::: DATA IN THIS EXERCISE

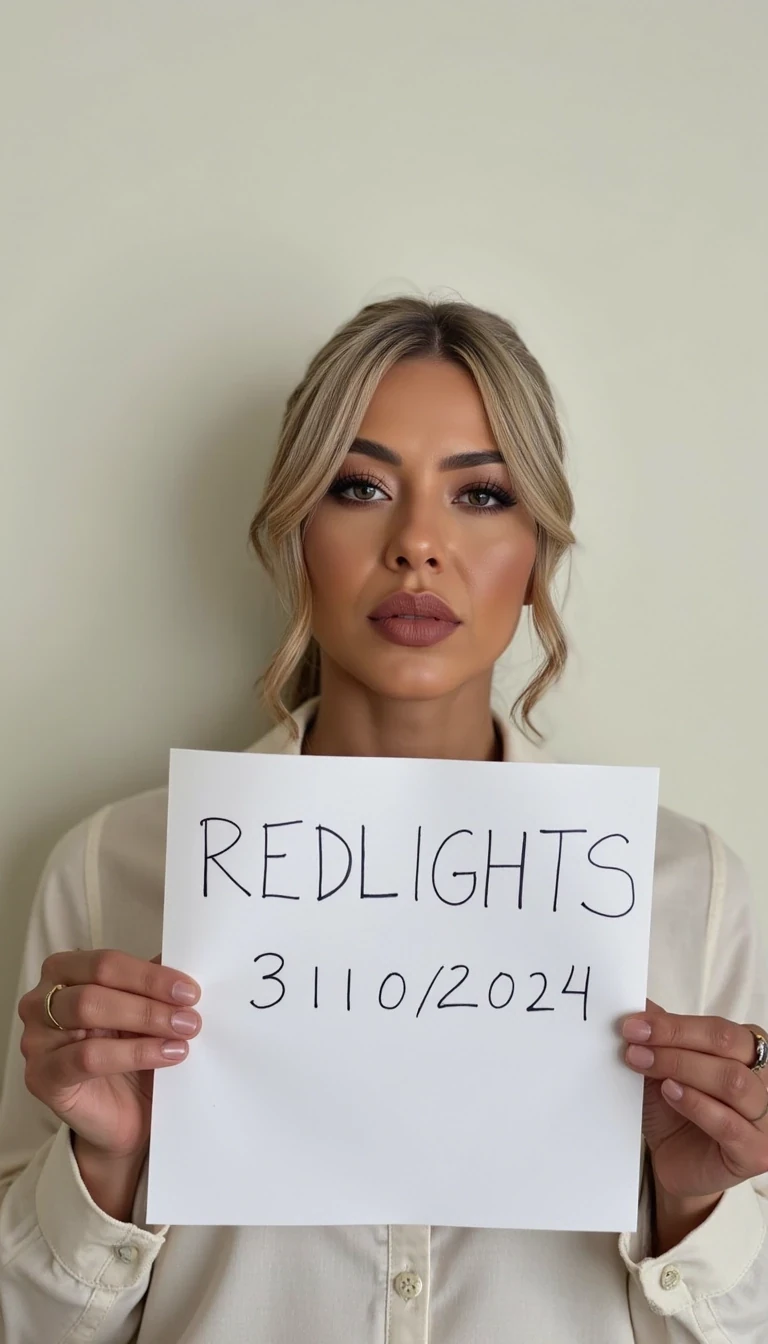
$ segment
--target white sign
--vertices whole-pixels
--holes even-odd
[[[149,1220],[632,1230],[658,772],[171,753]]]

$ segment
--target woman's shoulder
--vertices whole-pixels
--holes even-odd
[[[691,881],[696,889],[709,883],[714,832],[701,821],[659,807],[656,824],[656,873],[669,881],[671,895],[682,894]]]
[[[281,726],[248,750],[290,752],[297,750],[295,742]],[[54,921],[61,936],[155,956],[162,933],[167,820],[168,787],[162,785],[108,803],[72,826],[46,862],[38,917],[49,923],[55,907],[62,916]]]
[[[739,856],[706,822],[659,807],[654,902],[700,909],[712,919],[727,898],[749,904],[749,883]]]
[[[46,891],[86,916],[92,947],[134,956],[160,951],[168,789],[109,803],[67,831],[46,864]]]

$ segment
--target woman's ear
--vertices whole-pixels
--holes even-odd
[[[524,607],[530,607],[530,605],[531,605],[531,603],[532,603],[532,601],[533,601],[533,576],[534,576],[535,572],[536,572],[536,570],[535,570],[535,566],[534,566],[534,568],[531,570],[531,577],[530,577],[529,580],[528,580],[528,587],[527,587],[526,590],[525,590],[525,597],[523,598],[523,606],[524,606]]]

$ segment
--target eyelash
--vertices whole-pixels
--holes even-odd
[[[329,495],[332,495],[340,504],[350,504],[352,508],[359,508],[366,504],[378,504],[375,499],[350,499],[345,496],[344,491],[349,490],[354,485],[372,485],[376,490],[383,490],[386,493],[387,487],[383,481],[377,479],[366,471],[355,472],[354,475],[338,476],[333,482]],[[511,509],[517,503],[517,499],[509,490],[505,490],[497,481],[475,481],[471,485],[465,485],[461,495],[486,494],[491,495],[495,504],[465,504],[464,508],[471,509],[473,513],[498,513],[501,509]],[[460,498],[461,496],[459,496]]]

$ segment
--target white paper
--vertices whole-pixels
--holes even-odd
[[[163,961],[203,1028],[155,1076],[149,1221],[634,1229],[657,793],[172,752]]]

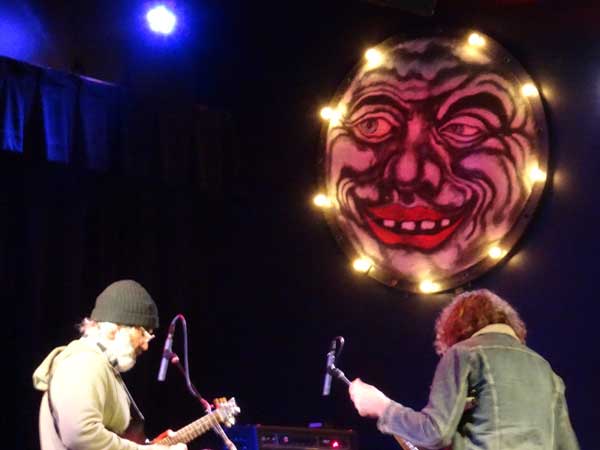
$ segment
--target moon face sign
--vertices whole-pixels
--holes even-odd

::::::

:: DIRECTIONS FOR THIS TASK ::
The lines from the one containing "--target woman's ear" through the last line above are to be repeated exactly, and only those. Any pictures must be left out.

:: REPLY ::
--target woman's ear
--vertices whole-pixels
--holes even-odd
[[[524,607],[530,607],[530,605],[531,605],[531,603],[532,603],[532,601],[533,601],[533,576],[534,576],[535,572],[536,572],[536,570],[535,570],[535,566],[534,566],[534,568],[531,570],[531,577],[530,577],[529,580],[528,580],[528,587],[527,587],[526,590],[525,590],[525,597],[523,598],[523,606],[524,606]]]

$ segment
--target eyelash
--vertices whole-pixels
--holes even-odd
[[[329,495],[332,495],[340,504],[350,504],[352,508],[359,508],[366,504],[378,504],[375,499],[350,499],[345,496],[344,491],[349,490],[354,485],[372,485],[376,490],[383,490],[386,493],[387,487],[383,481],[377,479],[366,471],[355,472],[354,475],[338,476],[333,482]],[[511,509],[517,503],[517,499],[509,490],[505,490],[497,481],[475,481],[471,485],[465,485],[461,495],[486,494],[491,495],[495,504],[465,504],[464,508],[471,509],[473,513],[498,513],[501,509]],[[460,498],[461,496],[459,496]]]

$ segment
--target white paper
--vertices whole-pixels
--holes even-odd
[[[163,961],[203,1028],[155,1076],[149,1221],[634,1229],[657,793],[172,752]]]

$ segment
--target moon face sign
--vertices whole-pixels
--holes even-odd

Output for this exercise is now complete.